Exercícios propostos.
A. No texto sobre a preservação das matas nativas, qual fator é apontado como essencial para a qualidade e a quantidade de água nos rios e mananciais?
B. Retome o texto sobre a preservação das matas nativas e dos mananciais, continuando-o a partir da última frase.

Texto de leitura.
----
Eu fiquei extasiado em viver algo assim dentro da área urbana, me mostrou que recursos naturais podem ser lugares de referência no espaço urbano, de estabelecer relações diferentes com a cidade na qual se vive, sem precisar buscar isso em outros lugares. É lógico que tem o direito legal humano de um lado, mas sempre tem maneiras de fazer melhor, mais inteligente, recuperando e reaproveitando essas riquezas".

Verde para que te quero

Preservar as matas nativas e ecossistemas naturais no entorno dos rios e sobre a área de recarga dos aqüíferos é uma forma de zelar também pelos reservatórios de água. O estado da vegetação é um fator essencial para a qualidade e quantidade de água nos rios e mananciais. Por isso, essas áreas merecem especial cuidado quanto à proximidade de estradas, habitações e criação de animais, que constituem potencial risco de contaminação, erosão do solo e outros fatores que causam desde o turvamente da água até o soterramento de nascentes.
----
Dados de localização de pontos:
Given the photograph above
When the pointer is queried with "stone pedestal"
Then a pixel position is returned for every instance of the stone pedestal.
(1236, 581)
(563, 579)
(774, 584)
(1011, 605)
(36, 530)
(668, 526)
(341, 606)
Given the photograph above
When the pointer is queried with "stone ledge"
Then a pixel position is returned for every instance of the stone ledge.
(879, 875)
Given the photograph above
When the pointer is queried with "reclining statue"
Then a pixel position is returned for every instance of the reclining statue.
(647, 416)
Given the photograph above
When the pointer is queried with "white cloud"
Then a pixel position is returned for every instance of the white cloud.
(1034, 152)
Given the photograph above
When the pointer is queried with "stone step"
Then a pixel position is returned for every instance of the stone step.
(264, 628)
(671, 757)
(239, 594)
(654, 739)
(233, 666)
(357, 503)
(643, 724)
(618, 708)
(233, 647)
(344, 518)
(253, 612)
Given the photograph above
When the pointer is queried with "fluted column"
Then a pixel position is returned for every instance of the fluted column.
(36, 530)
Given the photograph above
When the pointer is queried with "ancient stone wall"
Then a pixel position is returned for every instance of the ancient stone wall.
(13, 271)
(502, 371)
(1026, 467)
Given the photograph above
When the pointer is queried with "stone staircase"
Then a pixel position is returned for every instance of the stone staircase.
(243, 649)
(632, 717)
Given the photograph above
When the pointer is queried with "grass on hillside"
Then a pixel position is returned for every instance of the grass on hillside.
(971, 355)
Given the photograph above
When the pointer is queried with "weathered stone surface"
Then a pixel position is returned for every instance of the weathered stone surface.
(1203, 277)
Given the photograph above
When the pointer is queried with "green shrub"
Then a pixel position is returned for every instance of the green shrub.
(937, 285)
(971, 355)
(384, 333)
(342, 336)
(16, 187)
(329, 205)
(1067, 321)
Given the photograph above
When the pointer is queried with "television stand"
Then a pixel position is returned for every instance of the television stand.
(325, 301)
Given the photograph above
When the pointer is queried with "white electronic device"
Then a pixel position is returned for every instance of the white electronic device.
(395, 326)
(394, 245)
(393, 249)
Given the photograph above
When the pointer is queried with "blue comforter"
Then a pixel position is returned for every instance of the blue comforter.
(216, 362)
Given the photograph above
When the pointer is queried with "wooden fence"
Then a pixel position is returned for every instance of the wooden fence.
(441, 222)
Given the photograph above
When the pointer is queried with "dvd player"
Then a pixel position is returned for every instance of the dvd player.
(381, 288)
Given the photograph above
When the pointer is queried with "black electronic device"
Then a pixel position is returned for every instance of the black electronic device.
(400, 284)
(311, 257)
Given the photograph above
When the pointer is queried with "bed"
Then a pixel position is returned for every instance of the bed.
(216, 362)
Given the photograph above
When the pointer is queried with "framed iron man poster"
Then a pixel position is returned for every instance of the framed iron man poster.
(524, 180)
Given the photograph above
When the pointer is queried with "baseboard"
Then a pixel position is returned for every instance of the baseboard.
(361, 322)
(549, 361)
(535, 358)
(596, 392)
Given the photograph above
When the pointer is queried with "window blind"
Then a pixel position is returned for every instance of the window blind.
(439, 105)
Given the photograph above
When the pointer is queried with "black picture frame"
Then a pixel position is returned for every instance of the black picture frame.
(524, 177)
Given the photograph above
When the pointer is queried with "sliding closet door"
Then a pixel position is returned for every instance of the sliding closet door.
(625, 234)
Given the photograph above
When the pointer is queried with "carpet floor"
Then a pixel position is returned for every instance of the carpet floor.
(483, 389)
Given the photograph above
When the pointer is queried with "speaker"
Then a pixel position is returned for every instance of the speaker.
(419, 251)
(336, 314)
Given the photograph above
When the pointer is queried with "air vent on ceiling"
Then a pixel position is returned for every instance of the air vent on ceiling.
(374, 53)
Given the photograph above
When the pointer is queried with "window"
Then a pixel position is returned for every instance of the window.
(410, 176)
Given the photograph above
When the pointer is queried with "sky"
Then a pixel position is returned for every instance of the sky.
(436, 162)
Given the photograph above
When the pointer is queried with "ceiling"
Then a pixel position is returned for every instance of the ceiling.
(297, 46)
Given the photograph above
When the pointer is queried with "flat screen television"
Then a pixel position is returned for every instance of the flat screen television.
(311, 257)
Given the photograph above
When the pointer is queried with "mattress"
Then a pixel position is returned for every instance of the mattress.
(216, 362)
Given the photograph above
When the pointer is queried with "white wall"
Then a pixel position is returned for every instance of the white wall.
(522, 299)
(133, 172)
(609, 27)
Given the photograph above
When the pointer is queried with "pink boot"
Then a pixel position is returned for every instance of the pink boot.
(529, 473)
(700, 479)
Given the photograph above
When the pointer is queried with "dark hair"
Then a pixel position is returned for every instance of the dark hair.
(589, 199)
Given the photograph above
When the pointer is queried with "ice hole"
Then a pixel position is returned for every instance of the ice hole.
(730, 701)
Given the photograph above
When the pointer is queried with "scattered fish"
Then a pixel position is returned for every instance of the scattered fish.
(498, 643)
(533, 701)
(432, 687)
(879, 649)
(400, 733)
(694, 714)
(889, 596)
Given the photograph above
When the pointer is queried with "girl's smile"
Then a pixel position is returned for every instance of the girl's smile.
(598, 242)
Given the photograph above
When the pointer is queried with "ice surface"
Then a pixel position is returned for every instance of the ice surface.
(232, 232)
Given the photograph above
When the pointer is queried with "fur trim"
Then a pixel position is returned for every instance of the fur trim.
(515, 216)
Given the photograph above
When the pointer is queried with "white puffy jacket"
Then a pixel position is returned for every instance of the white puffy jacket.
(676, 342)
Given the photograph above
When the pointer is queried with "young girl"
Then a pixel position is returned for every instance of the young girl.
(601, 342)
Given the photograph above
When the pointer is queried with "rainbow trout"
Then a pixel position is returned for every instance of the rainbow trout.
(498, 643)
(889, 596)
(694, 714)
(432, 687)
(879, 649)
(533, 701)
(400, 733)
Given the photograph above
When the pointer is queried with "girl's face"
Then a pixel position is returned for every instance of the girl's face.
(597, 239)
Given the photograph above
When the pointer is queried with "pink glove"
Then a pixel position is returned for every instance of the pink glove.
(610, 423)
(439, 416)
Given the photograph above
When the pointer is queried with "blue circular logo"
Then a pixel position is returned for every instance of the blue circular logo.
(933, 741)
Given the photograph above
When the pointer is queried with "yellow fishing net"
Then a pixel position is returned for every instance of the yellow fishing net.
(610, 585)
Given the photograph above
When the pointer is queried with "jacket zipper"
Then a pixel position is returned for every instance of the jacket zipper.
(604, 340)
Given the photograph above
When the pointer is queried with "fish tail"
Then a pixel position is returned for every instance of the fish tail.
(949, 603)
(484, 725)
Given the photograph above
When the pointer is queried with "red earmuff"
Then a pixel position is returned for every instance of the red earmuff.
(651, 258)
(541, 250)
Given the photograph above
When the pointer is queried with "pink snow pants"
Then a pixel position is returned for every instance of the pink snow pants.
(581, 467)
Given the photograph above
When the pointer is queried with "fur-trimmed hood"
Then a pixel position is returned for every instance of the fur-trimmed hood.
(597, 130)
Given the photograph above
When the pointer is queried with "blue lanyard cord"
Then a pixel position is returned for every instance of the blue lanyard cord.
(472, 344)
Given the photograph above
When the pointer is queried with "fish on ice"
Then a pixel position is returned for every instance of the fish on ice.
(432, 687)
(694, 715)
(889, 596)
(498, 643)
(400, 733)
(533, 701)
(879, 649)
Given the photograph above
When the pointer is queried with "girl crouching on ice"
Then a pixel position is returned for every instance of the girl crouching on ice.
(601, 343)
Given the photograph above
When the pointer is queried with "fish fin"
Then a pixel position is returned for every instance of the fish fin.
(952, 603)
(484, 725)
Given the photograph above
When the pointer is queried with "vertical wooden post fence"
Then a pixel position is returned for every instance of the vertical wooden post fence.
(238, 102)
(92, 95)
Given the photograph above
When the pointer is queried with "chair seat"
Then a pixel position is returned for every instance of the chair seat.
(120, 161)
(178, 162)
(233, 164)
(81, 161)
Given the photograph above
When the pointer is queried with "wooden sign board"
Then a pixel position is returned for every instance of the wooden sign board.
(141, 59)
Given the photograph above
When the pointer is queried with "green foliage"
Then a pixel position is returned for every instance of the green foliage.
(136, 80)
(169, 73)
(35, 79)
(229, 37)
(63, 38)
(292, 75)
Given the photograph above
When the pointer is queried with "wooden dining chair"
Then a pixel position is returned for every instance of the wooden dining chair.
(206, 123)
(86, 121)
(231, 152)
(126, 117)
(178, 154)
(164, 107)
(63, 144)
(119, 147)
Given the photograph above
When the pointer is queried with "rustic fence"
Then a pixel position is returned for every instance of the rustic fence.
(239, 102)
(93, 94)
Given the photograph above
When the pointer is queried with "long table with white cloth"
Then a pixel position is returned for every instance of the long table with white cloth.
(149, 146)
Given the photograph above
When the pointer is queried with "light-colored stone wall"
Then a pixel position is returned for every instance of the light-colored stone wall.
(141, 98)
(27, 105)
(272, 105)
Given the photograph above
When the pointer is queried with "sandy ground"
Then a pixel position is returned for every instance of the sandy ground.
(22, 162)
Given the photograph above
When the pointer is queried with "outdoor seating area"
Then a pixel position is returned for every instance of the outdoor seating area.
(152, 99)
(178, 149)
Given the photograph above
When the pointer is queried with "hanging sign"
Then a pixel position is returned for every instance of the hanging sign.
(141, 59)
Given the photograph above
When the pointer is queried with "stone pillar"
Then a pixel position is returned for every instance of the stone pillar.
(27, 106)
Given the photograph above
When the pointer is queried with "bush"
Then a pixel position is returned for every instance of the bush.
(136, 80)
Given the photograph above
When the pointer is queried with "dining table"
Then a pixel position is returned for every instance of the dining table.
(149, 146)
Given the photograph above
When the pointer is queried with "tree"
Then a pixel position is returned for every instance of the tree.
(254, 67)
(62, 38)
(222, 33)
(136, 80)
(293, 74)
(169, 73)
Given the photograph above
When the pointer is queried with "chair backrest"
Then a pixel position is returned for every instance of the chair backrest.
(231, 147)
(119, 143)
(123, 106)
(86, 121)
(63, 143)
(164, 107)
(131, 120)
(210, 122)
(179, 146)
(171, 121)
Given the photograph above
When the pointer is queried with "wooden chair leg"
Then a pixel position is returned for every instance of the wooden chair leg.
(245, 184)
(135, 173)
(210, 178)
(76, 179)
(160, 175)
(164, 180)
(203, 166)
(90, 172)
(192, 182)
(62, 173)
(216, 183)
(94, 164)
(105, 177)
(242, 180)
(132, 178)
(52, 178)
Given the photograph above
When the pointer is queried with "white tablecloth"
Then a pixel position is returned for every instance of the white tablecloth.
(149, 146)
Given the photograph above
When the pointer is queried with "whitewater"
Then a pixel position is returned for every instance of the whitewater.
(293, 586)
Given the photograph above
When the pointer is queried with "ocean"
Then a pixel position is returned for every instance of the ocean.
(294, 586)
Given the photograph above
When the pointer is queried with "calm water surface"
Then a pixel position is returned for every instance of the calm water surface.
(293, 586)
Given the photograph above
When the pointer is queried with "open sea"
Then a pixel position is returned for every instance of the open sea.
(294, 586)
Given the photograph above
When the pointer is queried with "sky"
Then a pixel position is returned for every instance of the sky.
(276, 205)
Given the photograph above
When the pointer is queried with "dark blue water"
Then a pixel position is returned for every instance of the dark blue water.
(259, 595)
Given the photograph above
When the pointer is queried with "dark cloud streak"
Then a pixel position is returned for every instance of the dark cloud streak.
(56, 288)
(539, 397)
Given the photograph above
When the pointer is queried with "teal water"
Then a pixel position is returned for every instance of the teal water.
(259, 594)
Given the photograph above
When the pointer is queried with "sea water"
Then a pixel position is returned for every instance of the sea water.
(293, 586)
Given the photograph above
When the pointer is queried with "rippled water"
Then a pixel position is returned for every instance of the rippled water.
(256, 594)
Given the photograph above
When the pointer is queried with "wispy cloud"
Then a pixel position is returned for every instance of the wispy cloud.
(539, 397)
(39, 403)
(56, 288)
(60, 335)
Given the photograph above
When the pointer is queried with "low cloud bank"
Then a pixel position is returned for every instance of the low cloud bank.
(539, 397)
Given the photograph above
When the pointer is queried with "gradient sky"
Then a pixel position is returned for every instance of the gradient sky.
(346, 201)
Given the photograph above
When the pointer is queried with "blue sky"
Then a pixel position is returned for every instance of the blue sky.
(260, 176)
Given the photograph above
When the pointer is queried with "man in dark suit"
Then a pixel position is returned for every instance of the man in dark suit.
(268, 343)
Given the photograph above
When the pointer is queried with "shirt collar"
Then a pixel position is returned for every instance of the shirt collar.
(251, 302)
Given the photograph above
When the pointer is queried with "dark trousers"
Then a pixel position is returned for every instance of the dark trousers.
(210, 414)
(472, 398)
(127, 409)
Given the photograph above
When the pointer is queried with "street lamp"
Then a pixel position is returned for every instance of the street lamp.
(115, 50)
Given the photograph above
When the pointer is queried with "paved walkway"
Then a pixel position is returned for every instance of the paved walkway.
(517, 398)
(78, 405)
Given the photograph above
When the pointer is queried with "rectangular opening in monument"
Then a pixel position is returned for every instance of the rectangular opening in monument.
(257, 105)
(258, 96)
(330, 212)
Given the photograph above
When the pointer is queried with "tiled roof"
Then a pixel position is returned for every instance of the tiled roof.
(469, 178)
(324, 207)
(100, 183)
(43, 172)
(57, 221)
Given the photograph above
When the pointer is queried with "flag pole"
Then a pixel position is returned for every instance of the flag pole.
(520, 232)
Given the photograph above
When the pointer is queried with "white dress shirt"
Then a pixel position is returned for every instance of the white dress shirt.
----
Respostas por item.
A. O estado da vegetação.

B.
"A importância de uma mata preservada na verdade são várias, não há só um tipo de relação da vegetação com a água", defende Pegoraro. A primeira dessas relações é a contribuição das árvores para o microclima e o volume das chuvas, devido a sua intensa atividade de transpiração na superfície folhosa.
Outra função das árvores é amortecer, também por meio das folhas, a velocidade com que as gotas de chuva atingem o solo, o que proporciona menor acúmulo de água e evita a formação de fluxos de água. Estes fluxos não são bem vistos porque carregam o solo e provocam erosão. "A erosão é um problema porque se a terra sai de um lugar, vai se depositar em outro, ela não desaparece, normalmente vai para no fundo de rios. O fato de ter sedimentos no leito de um rio causa um processo chamado assoreamento, o rio vai ficando cada vez mais raso e comporta menos água", explica Pegoraro.
Segundo Malagoli as raízes também participam desse processo - retém a terra e facilitam a infiltração da chuva, fazendo a captação, filtragem e transporte da água da chuva para o manancial de forma segura e limpa através do próprio solo.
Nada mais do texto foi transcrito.